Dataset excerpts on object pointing

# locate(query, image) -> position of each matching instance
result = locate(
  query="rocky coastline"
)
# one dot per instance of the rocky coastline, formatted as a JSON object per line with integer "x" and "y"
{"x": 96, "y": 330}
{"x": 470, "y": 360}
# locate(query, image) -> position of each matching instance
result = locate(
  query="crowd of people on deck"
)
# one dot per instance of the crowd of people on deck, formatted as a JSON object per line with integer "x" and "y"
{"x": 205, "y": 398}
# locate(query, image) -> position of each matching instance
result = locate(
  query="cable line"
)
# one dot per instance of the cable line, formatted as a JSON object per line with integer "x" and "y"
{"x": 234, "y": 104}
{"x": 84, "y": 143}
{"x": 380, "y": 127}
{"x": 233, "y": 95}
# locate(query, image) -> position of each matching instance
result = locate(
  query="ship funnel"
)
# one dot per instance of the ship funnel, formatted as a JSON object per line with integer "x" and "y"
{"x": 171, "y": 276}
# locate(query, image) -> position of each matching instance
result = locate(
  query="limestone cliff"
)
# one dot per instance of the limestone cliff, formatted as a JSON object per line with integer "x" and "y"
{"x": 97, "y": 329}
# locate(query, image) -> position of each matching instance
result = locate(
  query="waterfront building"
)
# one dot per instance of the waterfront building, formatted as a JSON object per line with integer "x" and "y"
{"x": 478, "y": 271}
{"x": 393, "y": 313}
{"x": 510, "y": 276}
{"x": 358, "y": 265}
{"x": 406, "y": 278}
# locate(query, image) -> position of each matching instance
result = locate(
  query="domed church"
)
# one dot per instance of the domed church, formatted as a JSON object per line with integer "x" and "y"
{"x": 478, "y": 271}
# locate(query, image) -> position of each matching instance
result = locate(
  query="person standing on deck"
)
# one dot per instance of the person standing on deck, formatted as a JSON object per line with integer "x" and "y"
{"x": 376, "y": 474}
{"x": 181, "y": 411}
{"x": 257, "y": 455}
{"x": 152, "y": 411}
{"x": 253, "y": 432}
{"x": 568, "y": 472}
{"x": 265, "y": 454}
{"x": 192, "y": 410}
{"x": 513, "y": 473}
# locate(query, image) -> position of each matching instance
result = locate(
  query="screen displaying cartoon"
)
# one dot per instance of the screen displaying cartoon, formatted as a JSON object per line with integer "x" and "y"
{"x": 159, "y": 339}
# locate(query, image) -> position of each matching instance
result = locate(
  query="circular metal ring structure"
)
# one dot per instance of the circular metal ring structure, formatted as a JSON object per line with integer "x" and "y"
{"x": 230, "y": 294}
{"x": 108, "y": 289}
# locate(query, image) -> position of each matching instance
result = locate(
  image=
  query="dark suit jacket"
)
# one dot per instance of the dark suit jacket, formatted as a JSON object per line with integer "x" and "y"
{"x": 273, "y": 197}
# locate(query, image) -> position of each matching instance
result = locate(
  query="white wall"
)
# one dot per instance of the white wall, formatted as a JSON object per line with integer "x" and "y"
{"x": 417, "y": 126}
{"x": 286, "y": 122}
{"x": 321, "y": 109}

## What is expected
Your task is to repeat the data exactly, with nothing left out.

## Correct answer
# locate(query, image) -> position of each matching instance
result = locate(
  query="rocky coastline"
)
# one dot per instance of the rocky coastline, formatted as a JSON object per line with integer "x" and "y"
{"x": 96, "y": 330}
{"x": 470, "y": 360}
# locate(query, image) -> position of each matching instance
result = locate(
  query="crowd of people on deck"
)
# one dot per instance of the crowd of people on deck, formatted as a JSON object per line with integer "x" and "y"
{"x": 205, "y": 398}
# locate(query, image) -> position of each matching instance
result = locate(
  query="cable line"
)
# one dot per instance of the cable line, formatted as a JSON object per line with integer "x" and "y"
{"x": 234, "y": 104}
{"x": 84, "y": 143}
{"x": 380, "y": 127}
{"x": 233, "y": 95}
# locate(query, image) -> position of each matching instance
result = locate(
  query="ship funnel"
)
# one dot per instance of the ship funnel, formatted as a JSON object per line with integer "x" and "y"
{"x": 171, "y": 276}
# locate(query, image) -> position of each matching instance
result = locate(
  query="limestone cliff"
)
# one dot per instance of the limestone cliff, formatted as a JSON object per line with integer "x" and "y"
{"x": 97, "y": 329}
# locate(query, image) -> position of each matching instance
result = locate(
  query="waterfront building"
)
# one dot per instance of the waterfront building, formatted as a JSON object per line with integer "x" and "y"
{"x": 478, "y": 271}
{"x": 393, "y": 313}
{"x": 510, "y": 276}
{"x": 358, "y": 265}
{"x": 406, "y": 278}
# locate(query, image) -> position of each matching instance
result = locate(
  query="domed church"
)
# one dot per instance of the domed church, formatted as a JSON object per line with integer "x" and "y"
{"x": 478, "y": 271}
# locate(query, image) -> position of each matching instance
result = locate(
  query="person standing on deck"
)
# one dot per instance of the person standing on deck, formatted as a JSON object per line with integer "x" and "y"
{"x": 376, "y": 474}
{"x": 181, "y": 411}
{"x": 257, "y": 455}
{"x": 152, "y": 411}
{"x": 253, "y": 432}
{"x": 568, "y": 472}
{"x": 265, "y": 454}
{"x": 192, "y": 410}
{"x": 513, "y": 473}
# locate(query, image) -> position of each matching instance
result = locate(
  query="screen displaying cartoon"
)
# one dot per instance of the screen displaying cartoon, formatted as a JSON object per line with integer "x" and "y"
{"x": 159, "y": 339}
# locate(query, image) -> position of each matching instance
result = locate(
  query="circular metal ring structure"
)
# one dot per instance of the circular metal ring structure, formatted as a JSON object per line with integer "x" and "y"
{"x": 230, "y": 294}
{"x": 108, "y": 289}
# locate(query, image) -> position of each matching instance
result = locate(
  image=
  query="dark suit jacket"
)
# one dot per instance of the dark suit jacket, formatted as a JSON object per line with integer "x" and "y"
{"x": 273, "y": 197}
# locate(query, image) -> position of each matching instance
result = locate(
  query="white wall"
)
# one dot per instance of the white wall, formatted as a JSON object per line with integer "x" and "y"
{"x": 417, "y": 126}
{"x": 286, "y": 122}
{"x": 321, "y": 109}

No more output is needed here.